The BEAST! Cool set up. Desert planet / dead planet / lost contact. I love those themes.

What ancient horror did this colony release?

Good mystery surrounding this story

Thank you so much! I wasn't really sure where it was going when I started it, I am so glad you liked that line, it is one of the ones I tweaked a few times and wasn't quite sure if I was happy with. I am loving writing about mystery beasts so much I may pick this one back up so you never know, you might get to find out ;)

Congratulations on being curied!!!! Hurray!!! You really deserve it with all the efforts put into this writing! I love the adjectives/participles you're using, they catch attention and make images come to life from the very beginning: punishing sun, striations flaking... These got me stuck on your page)

Oh thank you so much! <3 I love descriptive writing, I can struggled not to go too far with it but I am really happy that it came to life for you. One of my favourite things about writing is trying to open a window into a world I can see and it always warms my heart so much when someone manages to see the same world. Thank you!

Sunken city, beast, already in love with this adventure! Congrats on your award <3

Thank you! I had no idea there was going to be either of those things when I started writing it, I think at first maybe the shards in the air were going to be the shredded remains of the life that had once been that, but I am really happy with the direction it went in as it came together. Thank you so much <3

Thank you for being so patient! We’re slowly catching up with our SP! Almost There!

• Source data:
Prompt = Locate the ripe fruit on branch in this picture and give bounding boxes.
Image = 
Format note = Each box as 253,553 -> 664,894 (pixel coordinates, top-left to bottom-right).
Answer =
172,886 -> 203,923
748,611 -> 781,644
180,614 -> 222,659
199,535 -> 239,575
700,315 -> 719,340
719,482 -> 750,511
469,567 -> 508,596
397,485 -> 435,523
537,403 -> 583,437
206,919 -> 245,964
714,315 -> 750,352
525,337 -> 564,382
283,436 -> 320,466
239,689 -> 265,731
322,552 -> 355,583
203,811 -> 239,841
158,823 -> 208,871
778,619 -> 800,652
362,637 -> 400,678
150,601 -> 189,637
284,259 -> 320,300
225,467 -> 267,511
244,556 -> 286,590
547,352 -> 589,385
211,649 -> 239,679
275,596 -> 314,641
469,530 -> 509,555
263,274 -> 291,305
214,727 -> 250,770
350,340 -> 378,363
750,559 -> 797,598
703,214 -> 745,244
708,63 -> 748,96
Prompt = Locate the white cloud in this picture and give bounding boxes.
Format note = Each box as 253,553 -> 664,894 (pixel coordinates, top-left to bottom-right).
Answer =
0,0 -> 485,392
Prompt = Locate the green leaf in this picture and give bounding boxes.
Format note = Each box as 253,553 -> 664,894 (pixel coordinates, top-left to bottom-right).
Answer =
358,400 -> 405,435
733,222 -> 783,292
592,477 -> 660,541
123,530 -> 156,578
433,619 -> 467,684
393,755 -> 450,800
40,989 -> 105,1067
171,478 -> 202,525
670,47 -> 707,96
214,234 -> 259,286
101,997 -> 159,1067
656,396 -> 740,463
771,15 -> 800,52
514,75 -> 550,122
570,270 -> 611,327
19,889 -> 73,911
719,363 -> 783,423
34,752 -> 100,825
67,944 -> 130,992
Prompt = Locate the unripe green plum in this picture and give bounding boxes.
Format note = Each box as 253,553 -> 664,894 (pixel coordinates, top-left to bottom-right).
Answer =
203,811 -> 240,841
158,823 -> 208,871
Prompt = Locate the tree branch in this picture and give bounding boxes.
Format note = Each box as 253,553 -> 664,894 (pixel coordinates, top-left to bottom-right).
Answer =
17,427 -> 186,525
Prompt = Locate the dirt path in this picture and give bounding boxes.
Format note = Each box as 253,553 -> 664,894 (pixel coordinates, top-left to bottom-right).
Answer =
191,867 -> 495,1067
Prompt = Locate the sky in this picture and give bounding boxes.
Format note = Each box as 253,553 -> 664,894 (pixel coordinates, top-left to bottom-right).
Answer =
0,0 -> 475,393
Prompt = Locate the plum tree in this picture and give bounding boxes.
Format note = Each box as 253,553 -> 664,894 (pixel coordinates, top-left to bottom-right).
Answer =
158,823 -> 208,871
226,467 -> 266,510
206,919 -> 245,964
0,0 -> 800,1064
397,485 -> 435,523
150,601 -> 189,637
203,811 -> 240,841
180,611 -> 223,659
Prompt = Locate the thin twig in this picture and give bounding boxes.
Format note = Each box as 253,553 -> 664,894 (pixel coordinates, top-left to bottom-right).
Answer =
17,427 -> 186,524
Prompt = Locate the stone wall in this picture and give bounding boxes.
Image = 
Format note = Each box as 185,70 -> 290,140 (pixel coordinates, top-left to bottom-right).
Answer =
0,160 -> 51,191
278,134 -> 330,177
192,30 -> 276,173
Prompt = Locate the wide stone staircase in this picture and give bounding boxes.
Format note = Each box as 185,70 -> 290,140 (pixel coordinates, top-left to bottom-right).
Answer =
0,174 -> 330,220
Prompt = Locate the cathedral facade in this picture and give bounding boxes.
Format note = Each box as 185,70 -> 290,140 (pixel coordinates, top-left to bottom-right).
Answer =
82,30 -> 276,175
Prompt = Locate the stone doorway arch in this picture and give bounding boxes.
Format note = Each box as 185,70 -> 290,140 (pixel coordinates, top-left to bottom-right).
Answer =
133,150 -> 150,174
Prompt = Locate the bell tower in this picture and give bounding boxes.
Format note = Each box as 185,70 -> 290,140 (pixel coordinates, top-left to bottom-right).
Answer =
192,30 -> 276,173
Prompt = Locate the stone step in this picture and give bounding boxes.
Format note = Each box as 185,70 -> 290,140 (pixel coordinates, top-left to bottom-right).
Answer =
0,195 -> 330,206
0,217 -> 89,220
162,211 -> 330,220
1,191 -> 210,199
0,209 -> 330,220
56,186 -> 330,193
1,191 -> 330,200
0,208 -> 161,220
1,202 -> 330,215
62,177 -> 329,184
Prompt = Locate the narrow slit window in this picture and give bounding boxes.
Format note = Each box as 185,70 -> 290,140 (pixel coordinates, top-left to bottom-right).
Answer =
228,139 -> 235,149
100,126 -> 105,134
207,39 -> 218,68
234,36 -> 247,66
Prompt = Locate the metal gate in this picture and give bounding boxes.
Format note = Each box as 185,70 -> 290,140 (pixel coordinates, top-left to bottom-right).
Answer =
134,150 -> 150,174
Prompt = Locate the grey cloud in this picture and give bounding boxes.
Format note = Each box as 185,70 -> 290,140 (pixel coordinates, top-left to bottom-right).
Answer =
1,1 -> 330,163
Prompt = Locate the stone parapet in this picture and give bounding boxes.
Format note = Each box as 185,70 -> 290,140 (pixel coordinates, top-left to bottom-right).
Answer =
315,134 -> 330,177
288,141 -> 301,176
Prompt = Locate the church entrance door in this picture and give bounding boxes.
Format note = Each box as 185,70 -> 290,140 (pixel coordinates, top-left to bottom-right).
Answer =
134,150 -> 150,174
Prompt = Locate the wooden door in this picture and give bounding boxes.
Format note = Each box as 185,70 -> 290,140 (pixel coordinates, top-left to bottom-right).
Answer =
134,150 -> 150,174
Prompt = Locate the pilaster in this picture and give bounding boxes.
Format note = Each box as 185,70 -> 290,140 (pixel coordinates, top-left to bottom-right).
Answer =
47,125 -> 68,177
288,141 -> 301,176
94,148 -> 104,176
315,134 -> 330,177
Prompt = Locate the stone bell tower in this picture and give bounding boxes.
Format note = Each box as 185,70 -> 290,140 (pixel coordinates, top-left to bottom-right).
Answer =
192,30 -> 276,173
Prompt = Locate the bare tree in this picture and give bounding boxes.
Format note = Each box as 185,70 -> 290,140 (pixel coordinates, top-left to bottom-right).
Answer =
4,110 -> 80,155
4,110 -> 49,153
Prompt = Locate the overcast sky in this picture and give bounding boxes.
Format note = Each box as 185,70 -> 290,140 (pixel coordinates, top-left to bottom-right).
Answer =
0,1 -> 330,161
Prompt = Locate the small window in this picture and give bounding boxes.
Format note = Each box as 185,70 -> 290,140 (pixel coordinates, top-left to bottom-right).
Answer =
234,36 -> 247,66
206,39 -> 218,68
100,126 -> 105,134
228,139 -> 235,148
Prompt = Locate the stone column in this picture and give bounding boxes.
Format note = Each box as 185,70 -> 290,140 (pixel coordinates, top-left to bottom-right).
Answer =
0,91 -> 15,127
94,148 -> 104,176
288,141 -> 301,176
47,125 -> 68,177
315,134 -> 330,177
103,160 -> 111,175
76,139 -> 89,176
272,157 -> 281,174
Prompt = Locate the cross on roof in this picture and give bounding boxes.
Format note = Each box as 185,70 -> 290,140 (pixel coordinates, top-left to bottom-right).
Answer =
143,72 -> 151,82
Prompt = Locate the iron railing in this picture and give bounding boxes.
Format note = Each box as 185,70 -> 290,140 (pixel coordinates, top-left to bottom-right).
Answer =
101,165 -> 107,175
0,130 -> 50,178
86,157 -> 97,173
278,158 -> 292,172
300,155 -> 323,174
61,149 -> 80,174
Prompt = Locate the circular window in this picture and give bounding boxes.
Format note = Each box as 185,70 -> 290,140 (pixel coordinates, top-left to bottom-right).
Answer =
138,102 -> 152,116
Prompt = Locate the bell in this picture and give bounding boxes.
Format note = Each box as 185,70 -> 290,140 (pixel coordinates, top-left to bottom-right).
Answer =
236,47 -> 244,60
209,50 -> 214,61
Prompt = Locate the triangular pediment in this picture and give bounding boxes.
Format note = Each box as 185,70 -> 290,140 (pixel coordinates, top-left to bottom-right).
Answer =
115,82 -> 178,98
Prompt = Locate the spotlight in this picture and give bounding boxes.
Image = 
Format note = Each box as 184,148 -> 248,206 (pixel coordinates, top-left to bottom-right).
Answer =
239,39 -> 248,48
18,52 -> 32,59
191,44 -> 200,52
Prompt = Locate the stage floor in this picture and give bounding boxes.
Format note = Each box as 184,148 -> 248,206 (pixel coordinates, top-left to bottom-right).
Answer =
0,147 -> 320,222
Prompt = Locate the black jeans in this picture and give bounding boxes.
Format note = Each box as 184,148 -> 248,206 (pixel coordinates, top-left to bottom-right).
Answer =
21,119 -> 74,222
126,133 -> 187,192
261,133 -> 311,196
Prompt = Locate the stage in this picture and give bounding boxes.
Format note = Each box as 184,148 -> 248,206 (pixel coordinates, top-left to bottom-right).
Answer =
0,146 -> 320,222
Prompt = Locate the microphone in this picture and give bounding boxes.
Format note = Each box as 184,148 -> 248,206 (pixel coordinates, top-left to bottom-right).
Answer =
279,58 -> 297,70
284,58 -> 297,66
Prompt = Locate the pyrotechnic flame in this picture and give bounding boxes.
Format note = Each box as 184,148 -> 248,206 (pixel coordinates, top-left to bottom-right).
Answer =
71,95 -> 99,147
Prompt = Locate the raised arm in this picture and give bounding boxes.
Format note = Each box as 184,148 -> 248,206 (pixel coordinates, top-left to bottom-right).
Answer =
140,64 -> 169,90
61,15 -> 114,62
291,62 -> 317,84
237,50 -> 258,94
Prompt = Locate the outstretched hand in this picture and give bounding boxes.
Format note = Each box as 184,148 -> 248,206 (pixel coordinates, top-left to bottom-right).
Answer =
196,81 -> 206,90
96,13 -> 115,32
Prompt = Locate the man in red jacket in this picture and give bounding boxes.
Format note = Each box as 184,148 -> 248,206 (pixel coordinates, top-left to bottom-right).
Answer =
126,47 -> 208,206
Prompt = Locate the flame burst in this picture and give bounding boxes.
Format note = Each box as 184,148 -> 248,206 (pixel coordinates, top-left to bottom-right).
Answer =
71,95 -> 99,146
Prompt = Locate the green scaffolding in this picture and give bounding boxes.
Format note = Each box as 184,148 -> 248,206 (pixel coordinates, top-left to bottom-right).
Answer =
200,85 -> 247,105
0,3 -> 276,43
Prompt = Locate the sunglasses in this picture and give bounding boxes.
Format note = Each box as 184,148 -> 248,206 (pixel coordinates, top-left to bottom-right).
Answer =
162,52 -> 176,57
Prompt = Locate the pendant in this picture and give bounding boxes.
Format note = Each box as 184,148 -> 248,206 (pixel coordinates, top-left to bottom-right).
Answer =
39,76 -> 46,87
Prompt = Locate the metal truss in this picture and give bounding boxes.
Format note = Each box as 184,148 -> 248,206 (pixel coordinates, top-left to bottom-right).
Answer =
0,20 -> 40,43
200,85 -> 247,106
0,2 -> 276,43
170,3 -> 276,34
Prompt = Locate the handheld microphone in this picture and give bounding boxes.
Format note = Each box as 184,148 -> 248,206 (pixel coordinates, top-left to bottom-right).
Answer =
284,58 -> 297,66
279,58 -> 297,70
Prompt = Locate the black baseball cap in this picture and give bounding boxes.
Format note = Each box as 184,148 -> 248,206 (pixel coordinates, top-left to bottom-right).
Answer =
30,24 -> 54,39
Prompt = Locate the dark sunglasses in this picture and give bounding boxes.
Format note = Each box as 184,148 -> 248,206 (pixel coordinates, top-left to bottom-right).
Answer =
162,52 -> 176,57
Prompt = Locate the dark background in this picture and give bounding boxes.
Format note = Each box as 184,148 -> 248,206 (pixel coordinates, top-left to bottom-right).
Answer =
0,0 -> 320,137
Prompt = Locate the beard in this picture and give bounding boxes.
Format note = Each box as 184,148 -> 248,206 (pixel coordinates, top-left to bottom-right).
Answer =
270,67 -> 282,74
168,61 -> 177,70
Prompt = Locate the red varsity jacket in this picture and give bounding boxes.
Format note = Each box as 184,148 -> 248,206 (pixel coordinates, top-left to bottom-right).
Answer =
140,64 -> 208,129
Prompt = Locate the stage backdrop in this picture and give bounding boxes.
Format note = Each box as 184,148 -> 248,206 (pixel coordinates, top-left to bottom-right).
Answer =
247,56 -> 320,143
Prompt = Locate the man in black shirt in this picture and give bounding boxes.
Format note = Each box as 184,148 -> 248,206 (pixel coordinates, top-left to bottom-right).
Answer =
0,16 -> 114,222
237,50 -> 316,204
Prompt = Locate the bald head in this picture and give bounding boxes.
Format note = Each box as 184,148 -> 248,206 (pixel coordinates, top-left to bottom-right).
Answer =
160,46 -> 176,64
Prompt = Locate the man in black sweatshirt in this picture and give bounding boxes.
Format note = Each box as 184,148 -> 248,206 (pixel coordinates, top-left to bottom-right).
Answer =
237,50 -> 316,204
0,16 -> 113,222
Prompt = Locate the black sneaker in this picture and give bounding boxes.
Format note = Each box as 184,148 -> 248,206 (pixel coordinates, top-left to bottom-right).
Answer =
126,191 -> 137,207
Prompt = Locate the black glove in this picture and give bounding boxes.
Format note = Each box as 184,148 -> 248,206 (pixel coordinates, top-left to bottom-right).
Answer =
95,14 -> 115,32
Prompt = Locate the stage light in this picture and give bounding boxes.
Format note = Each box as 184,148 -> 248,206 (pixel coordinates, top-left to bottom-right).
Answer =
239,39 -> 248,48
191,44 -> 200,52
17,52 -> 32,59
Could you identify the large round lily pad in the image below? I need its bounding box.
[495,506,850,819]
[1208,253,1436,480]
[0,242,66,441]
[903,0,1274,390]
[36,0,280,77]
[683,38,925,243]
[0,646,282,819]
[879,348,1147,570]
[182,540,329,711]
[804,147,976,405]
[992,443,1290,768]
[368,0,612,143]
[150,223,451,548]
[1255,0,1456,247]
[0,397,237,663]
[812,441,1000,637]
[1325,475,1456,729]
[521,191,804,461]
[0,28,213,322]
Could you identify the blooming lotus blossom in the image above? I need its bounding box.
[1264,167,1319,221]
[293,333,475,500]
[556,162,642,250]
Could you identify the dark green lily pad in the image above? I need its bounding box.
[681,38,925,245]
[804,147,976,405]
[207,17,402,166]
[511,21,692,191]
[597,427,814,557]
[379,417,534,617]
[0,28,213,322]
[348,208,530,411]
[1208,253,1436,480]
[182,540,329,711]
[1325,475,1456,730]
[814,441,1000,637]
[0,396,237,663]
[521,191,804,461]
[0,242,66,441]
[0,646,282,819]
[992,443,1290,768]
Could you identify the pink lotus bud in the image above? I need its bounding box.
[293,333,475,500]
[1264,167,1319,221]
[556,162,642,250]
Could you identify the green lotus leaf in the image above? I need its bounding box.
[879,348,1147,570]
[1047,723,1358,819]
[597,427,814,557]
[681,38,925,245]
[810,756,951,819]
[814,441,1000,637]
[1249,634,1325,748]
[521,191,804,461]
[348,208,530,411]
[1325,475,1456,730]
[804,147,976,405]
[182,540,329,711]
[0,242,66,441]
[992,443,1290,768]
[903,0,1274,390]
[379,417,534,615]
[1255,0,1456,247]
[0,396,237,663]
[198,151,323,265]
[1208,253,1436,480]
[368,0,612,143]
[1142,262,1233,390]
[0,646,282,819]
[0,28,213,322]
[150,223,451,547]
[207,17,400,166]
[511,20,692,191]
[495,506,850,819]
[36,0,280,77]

• Task directions:
Write out the part of the comment thread from "Thank you so much! I" up to and including "on your page)", word for word. Use only the comment thread for this.

• Answer space:
Thank you so much! I wasn't really sure where it was going when I started it, I am so glad you liked that line, it is one of the ones I tweaked a few times and wasn't quite sure if I was happy with. I am loving writing about mystery beasts so much I may pick this one back up so you never know, you might get to find out ;)

Congratulations on being curied!!!! Hurray!!! You really deserve it with all the efforts put into this writing! I love the adjectives/participles you're using, they catch attention and make images come to life from the very beginning: punishing sun, striations flaking... These got me stuck on your page)